◆ Work to be completed: Rewrite the items below with "innermost point" replaced by "central point" wherever it occurs, keeping everything else the same.

◆ Supplied information:
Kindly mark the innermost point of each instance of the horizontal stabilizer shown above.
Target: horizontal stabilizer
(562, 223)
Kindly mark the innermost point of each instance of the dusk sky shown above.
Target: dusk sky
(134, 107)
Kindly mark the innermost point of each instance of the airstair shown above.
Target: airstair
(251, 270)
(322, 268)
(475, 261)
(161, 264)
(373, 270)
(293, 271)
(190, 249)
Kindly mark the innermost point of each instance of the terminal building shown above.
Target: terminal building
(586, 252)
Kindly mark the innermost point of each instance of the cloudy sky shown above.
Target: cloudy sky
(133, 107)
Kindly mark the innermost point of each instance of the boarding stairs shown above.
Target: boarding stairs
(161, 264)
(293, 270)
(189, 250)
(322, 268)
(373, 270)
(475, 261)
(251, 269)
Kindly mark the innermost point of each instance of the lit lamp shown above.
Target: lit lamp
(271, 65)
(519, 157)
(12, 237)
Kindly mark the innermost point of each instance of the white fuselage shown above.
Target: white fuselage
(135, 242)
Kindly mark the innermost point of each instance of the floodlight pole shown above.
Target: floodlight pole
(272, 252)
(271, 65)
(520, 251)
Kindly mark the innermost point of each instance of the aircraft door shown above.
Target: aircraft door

◆ Solved problem:
Kindly mark the central point of each instance of the horizontal stabilizer shown above.
Target: horizontal stabilizer
(562, 223)
Kindly mark the central point of each instance of the dusk sky shown above.
Target: dusk sky
(134, 107)
Kindly mark the central point of each instance of the airstair shown above.
Target: airstair
(251, 270)
(322, 268)
(475, 261)
(161, 264)
(373, 270)
(293, 271)
(190, 249)
Kindly mark the central point of each instance of the terminal building shown above.
Target: terminal building
(586, 252)
Kindly mark the central point of each instance of the cloudy sky shown above.
Target: cloudy sky
(133, 107)
Kindly mark the central point of each instance of the boarding stairs shown above.
Target: boarding stairs
(161, 264)
(293, 270)
(189, 250)
(322, 268)
(373, 270)
(475, 261)
(251, 269)
Kindly mark the central point of each instance of the lit lamp shown above.
Target: lit lamp
(271, 65)
(519, 157)
(12, 237)
Kindly mark the central point of each instance of the white fuselage shown above.
Target: white fuselage
(135, 242)
Kindly mark the central point of each instance of the floodlight pole shown above.
Target: floodlight pole
(272, 252)
(271, 65)
(520, 251)
Kindly mark the central point of each instance of the aircraft door shown above.
Target: aircraft door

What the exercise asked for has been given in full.